**Aufgabenstellung**.
Stellen Sie das gesamte folgende Material als Markdown-Tabelle mit den Spalten „Nummer“ und „Zeile“ dar, wobei jede Zeile fortlaufend nummeriert wird und Leerzeilen entfallen. Nehmen Sie die Bilder nicht in die Antwort auf.

╔══

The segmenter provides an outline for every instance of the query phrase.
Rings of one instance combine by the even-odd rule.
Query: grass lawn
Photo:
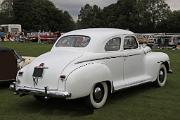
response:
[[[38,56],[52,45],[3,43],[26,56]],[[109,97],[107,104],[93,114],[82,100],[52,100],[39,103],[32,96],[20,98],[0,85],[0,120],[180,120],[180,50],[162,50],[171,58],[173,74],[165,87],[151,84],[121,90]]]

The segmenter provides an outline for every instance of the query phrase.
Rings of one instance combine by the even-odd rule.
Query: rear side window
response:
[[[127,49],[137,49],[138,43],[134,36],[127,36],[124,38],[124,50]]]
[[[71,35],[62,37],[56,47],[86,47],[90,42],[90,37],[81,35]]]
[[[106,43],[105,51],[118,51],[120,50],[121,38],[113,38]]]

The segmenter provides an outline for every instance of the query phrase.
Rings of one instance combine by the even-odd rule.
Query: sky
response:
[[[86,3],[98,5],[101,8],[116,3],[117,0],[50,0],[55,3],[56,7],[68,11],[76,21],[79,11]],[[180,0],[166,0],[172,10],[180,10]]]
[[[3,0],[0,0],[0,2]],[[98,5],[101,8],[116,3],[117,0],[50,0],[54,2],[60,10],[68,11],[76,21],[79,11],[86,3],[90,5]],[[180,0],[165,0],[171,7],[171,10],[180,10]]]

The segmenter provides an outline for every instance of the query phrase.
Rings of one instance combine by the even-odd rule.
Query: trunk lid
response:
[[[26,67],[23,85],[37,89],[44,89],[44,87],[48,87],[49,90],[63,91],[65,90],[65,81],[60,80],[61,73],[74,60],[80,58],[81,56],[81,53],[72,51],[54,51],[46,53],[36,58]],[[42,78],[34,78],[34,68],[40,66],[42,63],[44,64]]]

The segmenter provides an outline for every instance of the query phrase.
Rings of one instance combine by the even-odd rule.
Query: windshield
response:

╚══

**Lösung**.
| Nummer | Zeile |
|---|---|
| 1 | The segmenter provides an outline for every instance of the query phrase. |
| 2 | Rings of one instance combine by the even-odd rule. |
| 3 | Query: grass lawn |
| 4 | Photo: |
| 5 | response: |
| 6 | [[[38,56],[52,45],[3,43],[26,56]],[[109,97],[107,104],[93,114],[82,100],[52,100],[39,103],[32,96],[20,98],[0,85],[0,120],[180,120],[180,50],[162,50],[171,58],[173,74],[165,87],[151,84],[121,90]]] |
| 7 | The segmenter provides an outline for every instance of the query phrase. |
| 8 | Rings of one instance combine by the even-odd rule. |
| 9 | Query: rear side window |
| 10 | response: |
| 11 | [[[127,49],[137,49],[138,43],[134,36],[127,36],[124,38],[124,50]]] |
| 12 | [[[71,35],[62,37],[56,47],[86,47],[90,42],[90,37],[81,35]]] |
| 13 | [[[106,43],[105,51],[118,51],[120,50],[121,38],[113,38]]] |
| 14 | The segmenter provides an outline for every instance of the query phrase. |
| 15 | Rings of one instance combine by the even-odd rule. |
| 16 | Query: sky |
| 17 | response: |
| 18 | [[[86,3],[98,5],[101,8],[116,3],[117,0],[50,0],[55,3],[56,7],[68,11],[76,21],[79,11]],[[180,0],[166,0],[172,10],[180,10]]] |
| 19 | [[[3,0],[0,0],[0,2]],[[98,5],[101,8],[116,3],[117,0],[50,0],[54,2],[60,10],[68,11],[76,21],[79,11],[86,3],[90,5]],[[180,0],[165,0],[171,7],[171,10],[180,10]]] |
| 20 | The segmenter provides an outline for every instance of the query phrase. |
| 21 | Rings of one instance combine by the even-odd rule. |
| 22 | Query: trunk lid |
| 23 | response: |
| 24 | [[[26,67],[23,85],[37,89],[44,89],[44,87],[48,87],[49,90],[63,91],[65,90],[65,81],[60,80],[61,73],[74,60],[80,58],[81,56],[81,53],[72,51],[54,51],[46,53],[36,58]],[[42,78],[34,78],[34,68],[40,66],[42,63],[44,64]]] |
| 25 | The segmenter provides an outline for every instance of the query phrase. |
| 26 | Rings of one instance combine by the even-odd rule. |
| 27 | Query: windshield |
| 28 | response: |